Convert every line of the records into a JSON list of strings, with one string per line. Leave out any blank lines.
-- Material for this exercise follows --
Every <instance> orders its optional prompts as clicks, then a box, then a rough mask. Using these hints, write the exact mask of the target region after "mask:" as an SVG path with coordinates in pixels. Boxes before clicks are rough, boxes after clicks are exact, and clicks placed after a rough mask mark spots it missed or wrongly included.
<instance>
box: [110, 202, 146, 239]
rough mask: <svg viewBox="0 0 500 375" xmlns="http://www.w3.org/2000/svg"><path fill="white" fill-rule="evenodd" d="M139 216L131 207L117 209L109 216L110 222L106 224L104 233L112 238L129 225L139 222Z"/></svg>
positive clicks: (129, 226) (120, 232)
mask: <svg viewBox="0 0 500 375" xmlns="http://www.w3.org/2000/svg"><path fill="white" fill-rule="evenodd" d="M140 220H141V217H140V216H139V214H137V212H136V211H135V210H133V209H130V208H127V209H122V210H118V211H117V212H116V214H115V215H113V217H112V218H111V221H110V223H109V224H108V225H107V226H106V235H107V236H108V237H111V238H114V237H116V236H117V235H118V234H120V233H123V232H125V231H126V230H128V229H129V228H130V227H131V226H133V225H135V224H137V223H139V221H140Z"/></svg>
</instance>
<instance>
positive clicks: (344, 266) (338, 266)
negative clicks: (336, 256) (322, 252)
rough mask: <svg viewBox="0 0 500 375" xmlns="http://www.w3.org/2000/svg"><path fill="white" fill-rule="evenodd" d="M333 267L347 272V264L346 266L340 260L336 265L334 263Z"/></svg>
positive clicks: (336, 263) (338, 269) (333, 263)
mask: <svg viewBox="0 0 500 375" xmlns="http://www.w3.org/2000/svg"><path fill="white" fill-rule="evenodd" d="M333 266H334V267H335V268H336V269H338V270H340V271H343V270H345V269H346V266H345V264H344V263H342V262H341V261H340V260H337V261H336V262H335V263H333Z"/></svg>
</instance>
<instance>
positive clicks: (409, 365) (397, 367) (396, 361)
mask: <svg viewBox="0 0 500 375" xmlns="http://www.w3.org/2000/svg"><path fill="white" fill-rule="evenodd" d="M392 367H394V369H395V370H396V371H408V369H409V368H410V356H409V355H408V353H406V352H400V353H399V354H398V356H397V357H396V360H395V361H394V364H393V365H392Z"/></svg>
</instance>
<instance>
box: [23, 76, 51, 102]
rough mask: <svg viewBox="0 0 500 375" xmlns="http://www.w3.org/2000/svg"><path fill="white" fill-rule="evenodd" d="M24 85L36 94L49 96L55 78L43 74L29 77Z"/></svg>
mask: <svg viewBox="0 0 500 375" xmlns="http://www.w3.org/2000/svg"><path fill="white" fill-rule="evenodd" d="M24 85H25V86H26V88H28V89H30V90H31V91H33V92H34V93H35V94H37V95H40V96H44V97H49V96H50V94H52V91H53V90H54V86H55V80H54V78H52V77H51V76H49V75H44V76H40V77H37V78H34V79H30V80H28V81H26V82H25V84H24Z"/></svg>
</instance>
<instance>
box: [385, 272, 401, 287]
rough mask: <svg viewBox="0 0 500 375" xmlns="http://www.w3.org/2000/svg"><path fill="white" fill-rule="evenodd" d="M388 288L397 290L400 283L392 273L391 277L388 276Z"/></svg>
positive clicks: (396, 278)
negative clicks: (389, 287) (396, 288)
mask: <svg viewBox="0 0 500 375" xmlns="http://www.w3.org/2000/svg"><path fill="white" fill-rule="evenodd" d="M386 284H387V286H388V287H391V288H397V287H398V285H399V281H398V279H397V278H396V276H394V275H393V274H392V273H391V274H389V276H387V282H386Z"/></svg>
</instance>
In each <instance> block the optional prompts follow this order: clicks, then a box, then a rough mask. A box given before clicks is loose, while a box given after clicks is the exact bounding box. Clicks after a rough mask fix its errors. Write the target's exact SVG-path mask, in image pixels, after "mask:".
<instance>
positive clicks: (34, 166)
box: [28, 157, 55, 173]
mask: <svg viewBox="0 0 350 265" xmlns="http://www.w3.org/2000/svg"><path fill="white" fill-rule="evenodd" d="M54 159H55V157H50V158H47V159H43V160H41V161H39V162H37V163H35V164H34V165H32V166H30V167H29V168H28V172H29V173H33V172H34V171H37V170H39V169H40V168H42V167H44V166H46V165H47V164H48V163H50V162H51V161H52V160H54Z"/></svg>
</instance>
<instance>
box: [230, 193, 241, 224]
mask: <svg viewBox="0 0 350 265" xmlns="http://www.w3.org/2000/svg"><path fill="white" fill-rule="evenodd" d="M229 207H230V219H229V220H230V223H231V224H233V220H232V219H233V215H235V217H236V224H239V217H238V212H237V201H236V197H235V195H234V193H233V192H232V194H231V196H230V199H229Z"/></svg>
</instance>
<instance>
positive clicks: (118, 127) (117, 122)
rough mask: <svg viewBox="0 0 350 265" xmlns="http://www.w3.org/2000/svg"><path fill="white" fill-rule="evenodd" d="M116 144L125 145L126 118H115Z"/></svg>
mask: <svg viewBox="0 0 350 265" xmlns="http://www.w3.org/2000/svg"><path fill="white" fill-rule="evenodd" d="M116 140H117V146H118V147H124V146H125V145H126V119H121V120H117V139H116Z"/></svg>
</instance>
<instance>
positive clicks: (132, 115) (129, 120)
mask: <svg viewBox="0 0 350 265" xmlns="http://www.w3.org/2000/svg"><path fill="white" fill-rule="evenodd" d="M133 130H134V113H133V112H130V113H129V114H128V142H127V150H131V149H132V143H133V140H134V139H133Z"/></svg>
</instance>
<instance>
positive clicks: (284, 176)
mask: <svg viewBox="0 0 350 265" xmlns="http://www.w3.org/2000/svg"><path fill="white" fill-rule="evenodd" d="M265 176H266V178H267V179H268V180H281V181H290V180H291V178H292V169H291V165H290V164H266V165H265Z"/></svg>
-- Material for this exercise concluded --
Reply —
[
  "Every <instance> orders its optional prompts as clicks, then a box, then a rough mask. Using these hints, write the exact mask of the target region after \"mask:\" as an SVG path with coordinates in pixels. Boxes before clicks are rough, boxes after clicks are exact, and clicks placed after a rough mask mark spots it missed or wrongly included.",
  "<instance>",
  "box: [110, 202, 146, 239]",
  "rough mask: <svg viewBox=\"0 0 500 375\" xmlns=\"http://www.w3.org/2000/svg\"><path fill=\"white\" fill-rule=\"evenodd\" d=\"M139 216L131 207L117 209L109 216L110 222L106 224L104 233L112 238L129 225L139 222Z\"/></svg>",
  "positive clicks: (129, 226) (120, 232)",
  "mask: <svg viewBox=\"0 0 500 375\" xmlns=\"http://www.w3.org/2000/svg\"><path fill=\"white\" fill-rule=\"evenodd\" d=\"M140 220H141V217H140V216H139V214H137V212H136V211H135V210H133V209H130V208H127V209H122V210H118V211H117V212H116V214H115V215H113V217H112V218H111V221H110V223H109V224H108V225H107V226H106V235H107V236H108V237H111V238H114V237H116V236H117V235H118V234H120V233H123V232H125V231H126V230H128V229H129V228H130V227H131V226H133V225H135V224H137V223H139V221H140Z\"/></svg>",
  "</instance>",
  "<instance>",
  "positive clicks: (344, 266) (338, 266)",
  "negative clicks: (336, 256) (322, 252)",
  "rough mask: <svg viewBox=\"0 0 500 375\" xmlns=\"http://www.w3.org/2000/svg\"><path fill=\"white\" fill-rule=\"evenodd\" d=\"M333 267L347 272V264L346 266L340 260L336 265L334 263Z\"/></svg>",
  "positive clicks: (336, 263) (338, 269) (333, 263)",
  "mask: <svg viewBox=\"0 0 500 375\" xmlns=\"http://www.w3.org/2000/svg\"><path fill=\"white\" fill-rule=\"evenodd\" d=\"M333 266H334V267H335V268H336V269H338V270H340V271H343V270H345V269H346V266H345V264H344V263H342V262H341V261H340V260H337V261H336V262H335V263H333Z\"/></svg>",
  "</instance>",
  "<instance>",
  "positive clicks: (409, 365) (397, 367) (396, 361)",
  "mask: <svg viewBox=\"0 0 500 375\" xmlns=\"http://www.w3.org/2000/svg\"><path fill=\"white\" fill-rule=\"evenodd\" d=\"M392 367H394V369H395V370H396V371H408V369H409V368H410V356H409V355H408V353H406V352H400V353H399V354H398V356H397V357H396V360H395V361H394V364H393V365H392Z\"/></svg>",
  "</instance>",
  "<instance>",
  "box: [23, 76, 51, 102]",
  "rough mask: <svg viewBox=\"0 0 500 375\" xmlns=\"http://www.w3.org/2000/svg\"><path fill=\"white\" fill-rule=\"evenodd\" d=\"M24 85L36 94L49 96L55 78L43 74L29 77Z\"/></svg>",
  "mask: <svg viewBox=\"0 0 500 375\" xmlns=\"http://www.w3.org/2000/svg\"><path fill=\"white\" fill-rule=\"evenodd\" d=\"M24 85H25V86H26V88H28V89H30V90H31V91H33V92H34V93H35V94H37V95H40V96H44V97H49V96H50V94H52V91H53V90H54V86H55V80H54V78H52V77H51V76H49V75H44V76H40V77H37V78H34V79H30V80H28V81H26V82H25V84H24Z\"/></svg>",
  "</instance>",
  "<instance>",
  "box: [385, 272, 401, 287]",
  "rough mask: <svg viewBox=\"0 0 500 375\" xmlns=\"http://www.w3.org/2000/svg\"><path fill=\"white\" fill-rule=\"evenodd\" d=\"M388 288L397 290L400 283L392 273L391 277L388 276Z\"/></svg>",
  "positive clicks: (396, 278)",
  "negative clicks: (389, 287) (396, 288)",
  "mask: <svg viewBox=\"0 0 500 375\" xmlns=\"http://www.w3.org/2000/svg\"><path fill=\"white\" fill-rule=\"evenodd\" d=\"M386 284H387V286H388V287H391V288H397V287H398V285H399V281H398V279H397V278H396V276H394V275H393V274H392V273H391V274H389V276H387V282H386Z\"/></svg>",
  "</instance>",
  "In each <instance> block the optional prompts follow this order: clicks, then a box, then a rough mask. A box given before clicks is loose, while a box given after clicks is the exact bounding box. Clicks after a rough mask fix its errors. Write the target's exact SVG-path mask, in image pixels, after \"mask:\".",
  "<instance>",
  "positive clicks: (34, 166)",
  "box: [28, 157, 55, 173]",
  "mask: <svg viewBox=\"0 0 350 265\" xmlns=\"http://www.w3.org/2000/svg\"><path fill=\"white\" fill-rule=\"evenodd\" d=\"M54 159H55V157H50V158H47V159H43V160H41V161H39V162H37V163H35V164H34V165H32V166H30V167H29V168H28V172H29V173H33V172H34V171H37V170H39V169H40V168H42V167H44V166H46V165H47V164H48V163H50V162H51V161H52V160H54Z\"/></svg>",
  "</instance>",
  "<instance>",
  "box: [230, 193, 241, 224]",
  "mask: <svg viewBox=\"0 0 350 265\" xmlns=\"http://www.w3.org/2000/svg\"><path fill=\"white\" fill-rule=\"evenodd\" d=\"M229 207H230V219H229V220H230V223H231V224H233V220H232V219H233V215H235V217H236V224H239V217H238V212H237V201H236V197H235V195H234V193H233V192H232V194H231V196H230V199H229Z\"/></svg>",
  "</instance>",
  "<instance>",
  "positive clicks: (118, 127) (117, 122)",
  "rough mask: <svg viewBox=\"0 0 350 265\" xmlns=\"http://www.w3.org/2000/svg\"><path fill=\"white\" fill-rule=\"evenodd\" d=\"M116 144L125 145L126 118H115Z\"/></svg>",
  "mask: <svg viewBox=\"0 0 350 265\" xmlns=\"http://www.w3.org/2000/svg\"><path fill=\"white\" fill-rule=\"evenodd\" d=\"M116 140H117V146H118V147H124V146H125V145H126V119H121V120H117V139H116Z\"/></svg>",
  "</instance>",
  "<instance>",
  "positive clicks: (132, 115) (129, 120)",
  "mask: <svg viewBox=\"0 0 350 265\" xmlns=\"http://www.w3.org/2000/svg\"><path fill=\"white\" fill-rule=\"evenodd\" d=\"M133 130H134V113H133V112H130V113H129V114H128V142H127V150H131V149H132V143H133V140H134V139H133Z\"/></svg>",
  "</instance>",
  "<instance>",
  "positive clicks: (284, 176)",
  "mask: <svg viewBox=\"0 0 350 265\" xmlns=\"http://www.w3.org/2000/svg\"><path fill=\"white\" fill-rule=\"evenodd\" d=\"M265 176H266V178H267V179H268V180H281V181H290V180H291V178H292V169H291V165H290V164H266V165H265Z\"/></svg>"
]